Instructions.
A - Answer these questions from the forum thread on social classes:
(i) Who posted on 3rd April 2011 at 18:59?
(ii) According to trivas7, since when has the division of labor implied class division?
(iii) Which three countries does Rafiq name in his comparisons?
B - Output the part of the forum thread on social classes that begins at the words "You piss me" and stops after the words "Russia. Pick one.".

Reading text.

-- START --

I'm genuinely curious. On some level I can understand why cultural reactionaries hold the views that they do, and I can even understand why market economies have their appeal to certain people (although when you get right down to it they have serious moral flaws). But I am utterly stumped as to why a society with social classes is at all desirable.

To the extent that you view economic classes as a necessary outcome of market economy, then how much effort have you put into trying to figure out why this connection results? And how would you explain relatively egalitarian but nevertheless market-based economies of the past?

trivas7
3rd April 2011, 18:40
There is nothing inherently great about a unequal distribution of wealth, economic classes and people's lives consigned to making rich people richer, but -- to answer your last question -- since the dawn of an agricultural surplus in human society the division of labor has implied class division.

The wish for the abolition of class antagonism in modern industrial society is merely the wish for people not to be people, i.e., the wish for people to be rational, unbiased, selfless and mutually concurring. But people understand now that conflict is inherent in human affairs and that economic classes (whatever that means to you, you don't tell us) are fluid and that the state can be used for the good of all members of society. In modern societies class affiliation is not hereditary, as in a caste system and class conflicts are not present in a society in which all citizens are equal before the law. The Marxist program for the transformation of human beings by the abolition of class antagonism historically has proved itself to be illusory: a full, free democracy has never been the result of a worker-managed society. OTC, a worker-managed society has never come about. Communist-inspired societies have always degenerated into tyrannies over the masses and nothing so far comes near to generating economic power for the masses as has the fractured system we call capitalism.

Proukunin
3rd April 2011, 18:59
nothing. capitalists are always going to end up on the greedy side of things. Never siding with the working people.

Rafiq
4th April 2011, 22:44
nothing so far comes near to generating economic power for the masses as has the fractured system we call capitalism.

I know I'll get in trouble for saying this, but hell, it's worth it.

Bull. Fucking. Bull. Shit.

You piss me off, and I don't like you,

Because, you fucking asshole, how many times do we have to say this:

Pre Mao China. Mao's China. Pick which one you'd rather live in.

Stalinist Russia. Tzarist Russia. Pick one.

Pre Hoxha Albania. Albania under Hoxha. Pick one.

I say fuck you, because it pisses me off when people try to defend Capitalism by comparing 'socialist' nations with nations like the united States, ect.

-- END --

Picture annotation records
-- START --

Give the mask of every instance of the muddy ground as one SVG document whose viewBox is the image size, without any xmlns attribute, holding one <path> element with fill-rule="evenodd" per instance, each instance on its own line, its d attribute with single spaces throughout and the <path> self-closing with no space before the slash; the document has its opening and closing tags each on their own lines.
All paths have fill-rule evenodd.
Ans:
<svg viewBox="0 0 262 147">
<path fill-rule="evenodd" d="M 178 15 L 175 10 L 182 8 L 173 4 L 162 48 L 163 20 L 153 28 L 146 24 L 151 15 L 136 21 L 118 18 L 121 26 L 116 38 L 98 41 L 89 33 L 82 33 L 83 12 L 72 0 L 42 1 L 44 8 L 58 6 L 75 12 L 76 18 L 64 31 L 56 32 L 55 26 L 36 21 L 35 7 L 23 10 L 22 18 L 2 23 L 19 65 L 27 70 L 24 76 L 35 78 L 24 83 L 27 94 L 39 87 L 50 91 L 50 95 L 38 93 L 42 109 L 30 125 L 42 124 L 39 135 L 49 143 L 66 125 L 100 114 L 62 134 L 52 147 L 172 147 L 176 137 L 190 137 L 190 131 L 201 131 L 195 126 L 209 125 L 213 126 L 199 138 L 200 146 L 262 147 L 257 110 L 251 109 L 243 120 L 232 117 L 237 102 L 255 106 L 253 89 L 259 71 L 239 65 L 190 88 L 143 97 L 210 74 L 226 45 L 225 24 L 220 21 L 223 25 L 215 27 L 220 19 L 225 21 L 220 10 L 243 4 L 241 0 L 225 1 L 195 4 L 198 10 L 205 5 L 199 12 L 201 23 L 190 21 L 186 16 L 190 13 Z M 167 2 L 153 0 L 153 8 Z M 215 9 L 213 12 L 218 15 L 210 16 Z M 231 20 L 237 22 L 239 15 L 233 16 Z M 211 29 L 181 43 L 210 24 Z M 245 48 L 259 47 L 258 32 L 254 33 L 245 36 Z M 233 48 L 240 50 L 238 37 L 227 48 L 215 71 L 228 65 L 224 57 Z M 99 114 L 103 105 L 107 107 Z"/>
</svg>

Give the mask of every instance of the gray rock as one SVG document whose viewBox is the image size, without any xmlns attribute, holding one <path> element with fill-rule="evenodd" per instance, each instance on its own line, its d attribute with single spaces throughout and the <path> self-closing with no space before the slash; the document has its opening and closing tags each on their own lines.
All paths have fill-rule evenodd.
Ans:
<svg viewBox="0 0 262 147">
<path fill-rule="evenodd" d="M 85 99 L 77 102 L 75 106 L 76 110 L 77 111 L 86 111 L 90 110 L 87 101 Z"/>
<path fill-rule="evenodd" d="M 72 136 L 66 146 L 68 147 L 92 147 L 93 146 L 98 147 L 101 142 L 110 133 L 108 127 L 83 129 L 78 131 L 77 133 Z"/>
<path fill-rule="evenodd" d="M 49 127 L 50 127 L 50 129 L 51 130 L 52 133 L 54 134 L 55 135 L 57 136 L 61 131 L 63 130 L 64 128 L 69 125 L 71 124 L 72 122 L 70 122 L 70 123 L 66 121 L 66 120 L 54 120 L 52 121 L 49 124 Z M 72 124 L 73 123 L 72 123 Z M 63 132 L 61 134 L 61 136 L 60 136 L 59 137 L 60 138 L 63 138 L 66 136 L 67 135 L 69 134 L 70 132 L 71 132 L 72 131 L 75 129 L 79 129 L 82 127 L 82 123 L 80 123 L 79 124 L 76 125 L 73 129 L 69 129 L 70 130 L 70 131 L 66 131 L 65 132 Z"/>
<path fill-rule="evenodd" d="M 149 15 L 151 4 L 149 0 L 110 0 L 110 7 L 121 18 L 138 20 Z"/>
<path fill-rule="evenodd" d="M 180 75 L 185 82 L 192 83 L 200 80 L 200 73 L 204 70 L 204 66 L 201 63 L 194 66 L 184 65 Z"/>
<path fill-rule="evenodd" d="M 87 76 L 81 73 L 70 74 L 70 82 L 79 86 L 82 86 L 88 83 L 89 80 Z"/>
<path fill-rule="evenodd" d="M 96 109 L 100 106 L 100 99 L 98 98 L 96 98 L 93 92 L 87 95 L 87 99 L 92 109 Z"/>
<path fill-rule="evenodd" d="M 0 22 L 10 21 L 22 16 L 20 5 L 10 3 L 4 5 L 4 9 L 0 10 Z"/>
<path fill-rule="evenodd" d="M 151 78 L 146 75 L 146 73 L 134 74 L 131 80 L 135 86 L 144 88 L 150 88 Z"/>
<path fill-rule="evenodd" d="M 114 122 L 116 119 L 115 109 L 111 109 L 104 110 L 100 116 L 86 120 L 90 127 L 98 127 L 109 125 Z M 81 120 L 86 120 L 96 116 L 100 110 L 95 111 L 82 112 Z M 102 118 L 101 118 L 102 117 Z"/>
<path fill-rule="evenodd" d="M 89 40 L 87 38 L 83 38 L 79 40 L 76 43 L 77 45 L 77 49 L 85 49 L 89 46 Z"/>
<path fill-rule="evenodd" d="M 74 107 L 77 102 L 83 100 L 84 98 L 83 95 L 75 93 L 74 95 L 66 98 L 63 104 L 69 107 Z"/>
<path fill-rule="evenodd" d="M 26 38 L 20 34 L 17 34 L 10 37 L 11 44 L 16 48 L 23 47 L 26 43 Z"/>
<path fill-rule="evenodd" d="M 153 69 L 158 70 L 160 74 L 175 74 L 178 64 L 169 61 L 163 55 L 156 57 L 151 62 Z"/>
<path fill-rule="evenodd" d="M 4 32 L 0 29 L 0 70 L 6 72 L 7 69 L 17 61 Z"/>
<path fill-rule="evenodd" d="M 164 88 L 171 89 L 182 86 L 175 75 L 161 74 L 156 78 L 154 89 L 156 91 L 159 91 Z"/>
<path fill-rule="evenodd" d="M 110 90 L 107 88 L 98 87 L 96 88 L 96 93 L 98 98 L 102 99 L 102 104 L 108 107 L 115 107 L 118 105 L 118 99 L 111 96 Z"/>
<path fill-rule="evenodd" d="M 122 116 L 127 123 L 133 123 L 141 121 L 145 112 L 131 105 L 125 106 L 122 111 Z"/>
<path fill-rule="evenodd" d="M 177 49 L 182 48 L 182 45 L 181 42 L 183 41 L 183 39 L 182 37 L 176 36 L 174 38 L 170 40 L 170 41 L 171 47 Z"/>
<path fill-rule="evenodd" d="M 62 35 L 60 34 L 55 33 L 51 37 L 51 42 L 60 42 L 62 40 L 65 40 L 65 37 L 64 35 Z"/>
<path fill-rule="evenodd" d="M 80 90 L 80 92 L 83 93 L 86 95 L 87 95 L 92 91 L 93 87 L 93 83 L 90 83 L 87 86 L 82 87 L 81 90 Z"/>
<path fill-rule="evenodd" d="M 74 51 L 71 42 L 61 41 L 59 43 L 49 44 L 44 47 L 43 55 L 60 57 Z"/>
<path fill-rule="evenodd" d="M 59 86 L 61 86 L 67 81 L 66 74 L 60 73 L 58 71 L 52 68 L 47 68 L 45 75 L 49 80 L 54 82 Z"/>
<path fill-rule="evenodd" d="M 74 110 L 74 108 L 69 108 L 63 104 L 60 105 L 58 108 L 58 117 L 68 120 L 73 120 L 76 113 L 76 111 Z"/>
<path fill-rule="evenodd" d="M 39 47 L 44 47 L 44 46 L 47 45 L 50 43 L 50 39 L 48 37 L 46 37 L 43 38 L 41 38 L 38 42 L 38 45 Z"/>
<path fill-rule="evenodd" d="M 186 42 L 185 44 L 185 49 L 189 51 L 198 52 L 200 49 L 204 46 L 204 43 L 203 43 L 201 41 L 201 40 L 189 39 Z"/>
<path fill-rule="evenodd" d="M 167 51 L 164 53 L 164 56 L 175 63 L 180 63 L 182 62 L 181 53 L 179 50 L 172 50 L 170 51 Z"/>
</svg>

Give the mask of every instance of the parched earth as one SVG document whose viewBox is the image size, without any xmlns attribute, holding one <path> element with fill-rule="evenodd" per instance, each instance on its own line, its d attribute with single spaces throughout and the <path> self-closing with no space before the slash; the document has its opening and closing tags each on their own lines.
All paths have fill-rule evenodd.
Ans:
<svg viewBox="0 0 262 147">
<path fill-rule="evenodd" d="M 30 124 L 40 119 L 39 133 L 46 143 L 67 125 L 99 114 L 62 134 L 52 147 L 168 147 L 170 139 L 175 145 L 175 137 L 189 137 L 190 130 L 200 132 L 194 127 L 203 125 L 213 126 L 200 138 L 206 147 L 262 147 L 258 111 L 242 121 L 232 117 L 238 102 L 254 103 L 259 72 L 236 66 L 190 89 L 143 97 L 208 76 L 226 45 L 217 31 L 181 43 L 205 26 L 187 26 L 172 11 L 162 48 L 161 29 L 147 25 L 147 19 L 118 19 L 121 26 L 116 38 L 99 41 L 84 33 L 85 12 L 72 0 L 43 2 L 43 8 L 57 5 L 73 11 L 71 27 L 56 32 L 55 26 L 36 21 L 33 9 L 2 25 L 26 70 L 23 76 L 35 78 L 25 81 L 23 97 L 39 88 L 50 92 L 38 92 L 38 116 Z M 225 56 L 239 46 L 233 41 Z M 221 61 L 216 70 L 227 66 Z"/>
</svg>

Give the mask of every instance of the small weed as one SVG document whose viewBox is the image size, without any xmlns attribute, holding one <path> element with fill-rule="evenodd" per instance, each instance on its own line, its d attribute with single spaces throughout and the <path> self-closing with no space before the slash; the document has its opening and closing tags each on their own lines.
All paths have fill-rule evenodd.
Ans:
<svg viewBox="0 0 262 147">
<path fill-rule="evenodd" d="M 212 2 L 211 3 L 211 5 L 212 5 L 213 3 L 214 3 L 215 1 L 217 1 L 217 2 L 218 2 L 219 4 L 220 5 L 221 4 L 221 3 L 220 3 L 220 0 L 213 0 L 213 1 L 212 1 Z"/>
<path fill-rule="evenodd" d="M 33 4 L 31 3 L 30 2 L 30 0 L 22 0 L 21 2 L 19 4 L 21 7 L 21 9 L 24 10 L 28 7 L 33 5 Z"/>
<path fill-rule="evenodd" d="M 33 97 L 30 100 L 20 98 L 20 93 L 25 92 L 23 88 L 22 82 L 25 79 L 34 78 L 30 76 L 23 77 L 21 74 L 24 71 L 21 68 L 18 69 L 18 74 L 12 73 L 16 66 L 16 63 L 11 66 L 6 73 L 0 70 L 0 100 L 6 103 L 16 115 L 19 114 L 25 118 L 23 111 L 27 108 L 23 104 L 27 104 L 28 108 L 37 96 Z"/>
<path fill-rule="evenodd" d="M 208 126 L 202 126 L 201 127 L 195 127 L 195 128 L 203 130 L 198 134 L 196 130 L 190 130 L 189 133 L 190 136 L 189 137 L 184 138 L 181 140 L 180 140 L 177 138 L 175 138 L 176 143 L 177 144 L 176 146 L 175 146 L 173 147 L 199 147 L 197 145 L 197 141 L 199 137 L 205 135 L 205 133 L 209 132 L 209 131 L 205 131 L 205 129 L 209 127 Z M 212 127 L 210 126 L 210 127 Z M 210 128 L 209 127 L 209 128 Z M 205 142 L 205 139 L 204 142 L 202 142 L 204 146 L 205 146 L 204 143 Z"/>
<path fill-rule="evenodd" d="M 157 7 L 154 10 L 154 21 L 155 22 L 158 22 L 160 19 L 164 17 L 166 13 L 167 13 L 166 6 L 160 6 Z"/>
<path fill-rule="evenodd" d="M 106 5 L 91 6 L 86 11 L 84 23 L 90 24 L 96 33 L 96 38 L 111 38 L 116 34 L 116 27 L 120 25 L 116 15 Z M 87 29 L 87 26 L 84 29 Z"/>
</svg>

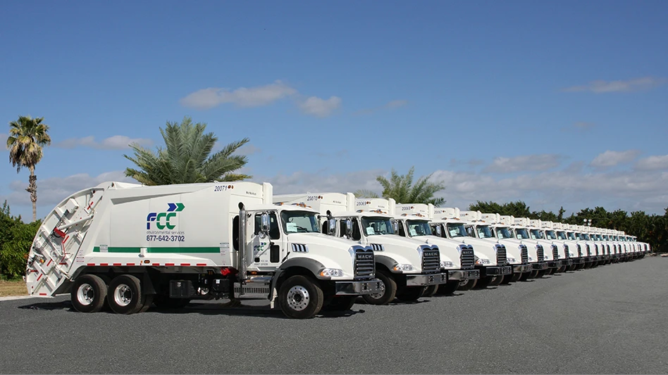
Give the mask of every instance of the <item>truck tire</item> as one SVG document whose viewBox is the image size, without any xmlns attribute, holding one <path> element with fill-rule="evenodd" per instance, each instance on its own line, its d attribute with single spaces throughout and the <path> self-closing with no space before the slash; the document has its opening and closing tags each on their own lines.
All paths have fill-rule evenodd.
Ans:
<svg viewBox="0 0 668 375">
<path fill-rule="evenodd" d="M 326 305 L 323 305 L 323 311 L 348 311 L 355 304 L 357 295 L 343 295 L 335 297 Z"/>
<path fill-rule="evenodd" d="M 153 299 L 156 307 L 161 309 L 180 309 L 190 303 L 190 298 L 171 298 L 166 295 L 156 295 Z"/>
<path fill-rule="evenodd" d="M 466 281 L 459 281 L 459 285 L 457 285 L 457 290 L 458 291 L 470 291 L 476 287 L 476 285 L 478 284 L 478 279 L 469 279 Z"/>
<path fill-rule="evenodd" d="M 439 295 L 450 295 L 454 294 L 454 291 L 459 286 L 459 281 L 447 281 L 438 286 L 436 294 Z"/>
<path fill-rule="evenodd" d="M 104 305 L 106 291 L 106 284 L 99 276 L 78 277 L 70 293 L 72 305 L 80 312 L 97 312 Z"/>
<path fill-rule="evenodd" d="M 312 318 L 320 312 L 323 300 L 322 289 L 305 276 L 292 276 L 278 289 L 278 305 L 287 317 Z"/>
<path fill-rule="evenodd" d="M 387 305 L 393 301 L 397 295 L 397 282 L 385 271 L 376 272 L 376 278 L 383 281 L 381 289 L 382 293 L 365 294 L 362 295 L 364 301 L 369 305 Z"/>
<path fill-rule="evenodd" d="M 438 284 L 430 285 L 424 288 L 424 291 L 422 292 L 423 297 L 432 297 L 434 294 L 436 294 L 436 292 L 438 291 Z"/>
<path fill-rule="evenodd" d="M 145 296 L 142 295 L 142 283 L 139 279 L 122 274 L 109 283 L 106 299 L 116 314 L 134 314 L 144 307 Z"/>
<path fill-rule="evenodd" d="M 397 298 L 404 302 L 416 301 L 422 296 L 424 289 L 424 286 L 406 286 L 397 291 Z"/>
</svg>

-- END --

Task-by-task outputs.
A -
(i) Proukunin
(ii) Since the dawn of an agricultural surplus in human society
(iii) China, Russia and Albania

B -
You piss me off, and I don't like you,

Because, you fucking asshole, how many times do we have to say this:

Pre Mao China. Mao's China. Pick which one you'd rather live in.

Stalinist Russia. Tzarist Russia. Pick one.